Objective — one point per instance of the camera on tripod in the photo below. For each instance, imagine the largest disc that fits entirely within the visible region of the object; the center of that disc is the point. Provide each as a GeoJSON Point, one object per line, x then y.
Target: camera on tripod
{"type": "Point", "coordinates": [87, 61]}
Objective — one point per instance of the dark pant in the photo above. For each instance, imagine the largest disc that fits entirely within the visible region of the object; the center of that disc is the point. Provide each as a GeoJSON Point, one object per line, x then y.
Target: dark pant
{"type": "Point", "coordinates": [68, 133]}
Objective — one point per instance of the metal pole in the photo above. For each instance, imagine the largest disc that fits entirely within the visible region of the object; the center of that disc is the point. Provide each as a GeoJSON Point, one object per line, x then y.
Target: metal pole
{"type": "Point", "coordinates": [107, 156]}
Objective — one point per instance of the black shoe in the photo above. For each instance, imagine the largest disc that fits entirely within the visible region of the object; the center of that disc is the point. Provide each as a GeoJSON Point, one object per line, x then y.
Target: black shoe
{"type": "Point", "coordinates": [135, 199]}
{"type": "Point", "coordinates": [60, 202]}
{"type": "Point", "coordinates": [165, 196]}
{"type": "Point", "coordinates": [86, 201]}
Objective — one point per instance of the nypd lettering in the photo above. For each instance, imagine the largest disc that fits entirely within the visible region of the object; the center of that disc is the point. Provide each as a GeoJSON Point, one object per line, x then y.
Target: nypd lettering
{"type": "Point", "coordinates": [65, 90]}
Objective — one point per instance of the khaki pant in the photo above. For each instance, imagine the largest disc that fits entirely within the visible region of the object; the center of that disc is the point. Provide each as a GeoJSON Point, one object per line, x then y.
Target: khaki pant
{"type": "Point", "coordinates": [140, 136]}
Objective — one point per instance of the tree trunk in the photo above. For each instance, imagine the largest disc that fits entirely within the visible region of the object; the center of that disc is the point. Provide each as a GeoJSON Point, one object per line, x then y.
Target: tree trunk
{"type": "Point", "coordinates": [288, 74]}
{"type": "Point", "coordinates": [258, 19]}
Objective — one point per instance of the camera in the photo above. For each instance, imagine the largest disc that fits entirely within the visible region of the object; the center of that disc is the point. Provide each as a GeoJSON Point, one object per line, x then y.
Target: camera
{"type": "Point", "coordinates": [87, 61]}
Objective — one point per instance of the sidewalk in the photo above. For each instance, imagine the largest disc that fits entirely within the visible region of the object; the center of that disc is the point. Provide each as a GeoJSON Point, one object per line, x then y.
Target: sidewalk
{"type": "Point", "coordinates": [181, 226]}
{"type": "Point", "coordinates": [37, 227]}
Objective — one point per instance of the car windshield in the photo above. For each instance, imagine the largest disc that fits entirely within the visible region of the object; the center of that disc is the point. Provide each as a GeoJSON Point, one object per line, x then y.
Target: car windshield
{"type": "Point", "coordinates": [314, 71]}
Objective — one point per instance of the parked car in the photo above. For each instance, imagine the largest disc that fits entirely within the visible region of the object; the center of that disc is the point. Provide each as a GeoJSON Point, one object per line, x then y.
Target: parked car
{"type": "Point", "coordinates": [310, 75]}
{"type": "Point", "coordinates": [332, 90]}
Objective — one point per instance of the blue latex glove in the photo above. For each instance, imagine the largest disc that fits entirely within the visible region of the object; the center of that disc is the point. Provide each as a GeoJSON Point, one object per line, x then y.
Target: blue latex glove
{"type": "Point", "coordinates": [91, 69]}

→ **YOUR OBJECTIVE**
Your answer should consist of every record, printed exactly as given.

→ **ANSWER BOX**
Objective — one point per instance of the camera on tripod in the photo below. For each instance, imagine the largest disc that fits entirely within the visible region of the object; the center of that disc is the point. Provide each as a GeoJSON Point, one object per line, x then y.
Target: camera on tripod
{"type": "Point", "coordinates": [87, 61]}
Objective — one point per instance of the dark pant in the photo above. For each instance, imagine the largest disc that fits entirely within the visible region of the object; the center of that disc is the point. Provide each as a GeoJSON Point, one object per line, x then y.
Target: dark pant
{"type": "Point", "coordinates": [68, 133]}
Objective — one point per instance of the metal pole in the photo above. For each instance, imagine the largest disc that fits entirely within the visible region of the object; the center of that disc is the point. Provide each as a GeoJSON Point, one object per line, x then y.
Target: metal pole
{"type": "Point", "coordinates": [107, 156]}
Objective — one point per instance of the black shoe in the photo above. For each instance, imagine the largest disc that fits entirely within the visible region of the object; the center of that disc is the point. Provide each as a GeoJSON Point, one object per line, x then y.
Target: black shoe
{"type": "Point", "coordinates": [135, 199]}
{"type": "Point", "coordinates": [60, 202]}
{"type": "Point", "coordinates": [165, 196]}
{"type": "Point", "coordinates": [86, 201]}
Objective — one point per instance of the nypd lettering in the photo above. For each instance, imagine the largest disc that fits entirely within the visible region of the object; the center of that disc is the point. Provide each as a GeoJSON Point, one object per line, x then y.
Target: nypd lettering
{"type": "Point", "coordinates": [65, 90]}
Objective — one point per instance of the khaki pant in the photo above. For each instance, imagine the largest disc that fits entirely within the visible region of the object; the center of that disc is the point. Provide each as a GeoJSON Point, one object per line, x then y.
Target: khaki pant
{"type": "Point", "coordinates": [140, 136]}
Objective — one point per instance of the tree trunk in the photo above. For each instance, imagine the largest disc that fits entirely within the visible region of the object; the center of that disc is the point. Provide each as a GeoJSON Point, one object per line, x then y.
Target: tree trunk
{"type": "Point", "coordinates": [288, 74]}
{"type": "Point", "coordinates": [258, 19]}
Objective — one point per instance of the camera in the photo above. For each instance, imagine the largest disc that fits entirely within the visible region of the object; the center of that disc is the point. Provide each as a GeoJSON Point, one object per line, x then y.
Target: camera
{"type": "Point", "coordinates": [87, 61]}
Objective — one point per instance of the sidewalk in the photo above. For each instance, imagine the largest disc that fits entirely within the visible region of the object; the center of that disc is the point. Provide each as a GeoJSON Point, one object per line, x then y.
Target: sidewalk
{"type": "Point", "coordinates": [181, 226]}
{"type": "Point", "coordinates": [37, 227]}
Objective — one point per instance of the car windshield in the photo above. For each instance, imagine the largest disc that fits entirely within the visible region of the object; the center of that disc is the point. Provide each as a GeoJSON Point, one object per line, x then y.
Target: car windshield
{"type": "Point", "coordinates": [314, 71]}
Objective — one point per instance of the parked car in the photo above. For each instance, imagine the largest disc that fits entirely within the visible region of the object; the center of that disc is the point. Provide each as a GeoJSON Point, one object per line, x then y.
Target: parked car
{"type": "Point", "coordinates": [310, 75]}
{"type": "Point", "coordinates": [332, 90]}
Objective — one point per instance of the blue latex glove in the photo above. For each instance, imagine the largest disc that fits entirely within the visible region of the object; the center of that disc is the point. Provide each as a GeoJSON Point, one object per line, x then y.
Target: blue latex glove
{"type": "Point", "coordinates": [91, 69]}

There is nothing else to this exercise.